● Exercise
Restate the whole listing exactly.
◆ ◆ ◆
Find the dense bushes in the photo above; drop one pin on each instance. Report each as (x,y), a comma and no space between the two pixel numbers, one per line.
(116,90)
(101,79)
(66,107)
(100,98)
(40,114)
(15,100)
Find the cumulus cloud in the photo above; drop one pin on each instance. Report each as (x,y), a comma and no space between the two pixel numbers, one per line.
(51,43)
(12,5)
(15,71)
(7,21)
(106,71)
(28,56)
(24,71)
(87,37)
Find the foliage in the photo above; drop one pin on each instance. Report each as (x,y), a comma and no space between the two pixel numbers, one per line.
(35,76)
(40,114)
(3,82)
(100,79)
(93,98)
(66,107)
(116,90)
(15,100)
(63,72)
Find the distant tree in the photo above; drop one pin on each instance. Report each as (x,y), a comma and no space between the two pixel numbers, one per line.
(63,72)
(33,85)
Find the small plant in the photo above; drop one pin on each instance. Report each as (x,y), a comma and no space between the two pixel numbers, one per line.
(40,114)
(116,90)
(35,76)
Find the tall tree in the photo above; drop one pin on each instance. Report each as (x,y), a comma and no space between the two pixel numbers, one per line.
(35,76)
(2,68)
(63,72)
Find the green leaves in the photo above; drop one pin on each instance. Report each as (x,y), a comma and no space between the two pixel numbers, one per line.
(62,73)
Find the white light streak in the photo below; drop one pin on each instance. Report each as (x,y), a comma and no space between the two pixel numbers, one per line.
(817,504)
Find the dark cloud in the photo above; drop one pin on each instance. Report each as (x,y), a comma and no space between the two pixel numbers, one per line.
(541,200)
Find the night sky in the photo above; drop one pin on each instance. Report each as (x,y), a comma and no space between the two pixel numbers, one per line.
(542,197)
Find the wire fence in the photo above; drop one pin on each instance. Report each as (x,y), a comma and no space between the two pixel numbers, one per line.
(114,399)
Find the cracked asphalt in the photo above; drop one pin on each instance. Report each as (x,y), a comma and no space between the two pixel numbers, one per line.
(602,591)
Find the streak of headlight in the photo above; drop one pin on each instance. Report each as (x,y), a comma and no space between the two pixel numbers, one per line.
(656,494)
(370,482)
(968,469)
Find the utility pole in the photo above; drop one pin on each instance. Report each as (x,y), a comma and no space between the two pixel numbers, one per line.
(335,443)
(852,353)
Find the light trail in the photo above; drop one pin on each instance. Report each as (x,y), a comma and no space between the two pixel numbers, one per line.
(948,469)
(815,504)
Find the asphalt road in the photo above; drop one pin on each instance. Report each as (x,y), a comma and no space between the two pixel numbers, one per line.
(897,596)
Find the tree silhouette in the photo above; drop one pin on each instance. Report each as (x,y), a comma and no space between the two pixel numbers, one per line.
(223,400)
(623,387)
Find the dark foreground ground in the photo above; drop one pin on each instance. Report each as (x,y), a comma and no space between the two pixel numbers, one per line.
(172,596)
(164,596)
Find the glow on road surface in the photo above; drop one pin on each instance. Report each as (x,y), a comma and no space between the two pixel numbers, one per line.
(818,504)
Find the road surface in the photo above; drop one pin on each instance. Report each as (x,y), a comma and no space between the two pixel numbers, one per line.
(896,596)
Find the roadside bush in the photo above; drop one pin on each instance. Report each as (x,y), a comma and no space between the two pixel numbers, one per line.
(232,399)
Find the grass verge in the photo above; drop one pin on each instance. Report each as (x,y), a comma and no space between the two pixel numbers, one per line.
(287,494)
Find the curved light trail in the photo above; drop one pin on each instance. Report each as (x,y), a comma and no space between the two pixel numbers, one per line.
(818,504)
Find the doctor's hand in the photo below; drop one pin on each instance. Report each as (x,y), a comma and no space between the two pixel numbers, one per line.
◆ ◆ ◆
● Full response
Find the dense bushes in the photo above; drop one pin on each instance. Report each as (x,y), a comma and no space between the two pixel numbers, one per line.
(116,90)
(101,79)
(66,107)
(100,98)
(40,114)
(15,100)
Find the cumulus cloud in the photo above; drop one pin on each instance. Report each as (x,y), a comma and no space between the two pixel numbers, one per line.
(51,43)
(12,5)
(15,71)
(7,21)
(106,71)
(28,56)
(24,71)
(87,37)
Find the foliage in the photo above; drop one pin on each instance. Report each as (x,y), a comma and no space between the two pixel numbers, one per line.
(35,76)
(40,114)
(3,82)
(100,79)
(93,98)
(66,107)
(116,90)
(15,100)
(63,72)
Find the distant tree in the photo above; drop one pin on each instance. Report each as (x,y), a comma and no space between the two pixel numbers, one per line.
(63,72)
(33,85)
Find the small plant in the photo above; drop one pin on each instance. Report each as (x,y), a comma and no space between the two pixel numbers, one per line.
(40,114)
(116,90)
(35,76)
Find the tall tree in the photo above; drop one pin on each instance. Report each as (x,y), a comma and no space between the two pixel numbers, one per line.
(35,76)
(2,68)
(63,72)
Find the green leaves in the photo above; drop one pin on each instance. Report each as (x,y), a comma and no space between the two pixel numbers, one per line.
(62,73)
Find the white light streak in the photo below; drop one pin on each instance. Report each as (x,y), a comma and no space between the two pixel numbers, one per line.
(817,504)
Find the dark cloud in the photo above; drop one pin on each instance. Report each as (x,y), a comma and no space between the two pixel numbers, one per line.
(541,200)
Find the night sky in the photo above; drop one pin on each instance. Report each as (x,y), a comma and no space between the two pixel numbers, one per line.
(542,197)
Find the wire fence in the photo above; drop one pin on each instance. Report each as (x,y), a comma and no space between the two pixel numbers, one per line.
(114,399)
Find the cracked asphalt in the photo above; drop one pin on each instance. Report each as (x,y), a comma and no space between the two pixel numbers, one per line.
(602,591)
Find the streak of headlight in the photo above; drop one pin on each instance. Report each as (x,y), a comma and no space between the two pixel numbers, one per line.
(656,494)
(370,482)
(968,469)
Find the utility pole in the photo above; drop one pin on each instance. Report each as (x,y), a comma and no space between the two pixel numbers, one per line.
(335,443)
(852,353)
Find the light trail in the photo above; drop one pin on each instance. Report each as (x,y), a comma and no space between the two pixel numbers, one per line.
(948,469)
(815,504)
Find the asphalt road in the photo above; drop one pin on each instance. Report each as (x,y), a comma and no space between the two pixel numbers, one per line.
(897,596)
Find the tree silhouette in the photo above; drop one pin on each instance. Report each as (x,y), a comma and no space between the two pixel numbers, one per line.
(223,400)
(623,387)
Find the dark foreground ground in the photo above; drop one pin on each instance. Report each as (x,y), a comma and no space between the two pixel numbers, one per line.
(172,596)
(164,596)
Find the glow on road surface in the photo above; drop one pin on each instance. Report each as (x,y), a comma and no space between the two pixel numbers, one per line.
(818,504)
Find the road surface in the photo above; drop one pin on each instance. Report each as (x,y), a comma and no space between the two pixel numbers, one per line.
(896,596)
Find the roadside bush in the photo above; drop one pin on each instance. Report each as (x,y), a comma and no space between the two pixel numbers, one per line.
(232,399)
Find the grass verge in the photo above; drop one pin on each instance. Report each as (x,y), a comma and no space between the two pixel numbers, one per line.
(287,494)
Find the curved light trail in the photo above; drop one pin on each instance. Report each as (x,y), a comma and no space between the two pixel numbers, one per line.
(818,504)
Find the doctor's hand in the photo below; drop one pin on each instance. Report each as (x,y), a comma and no space between the two pixel numbers, one per line.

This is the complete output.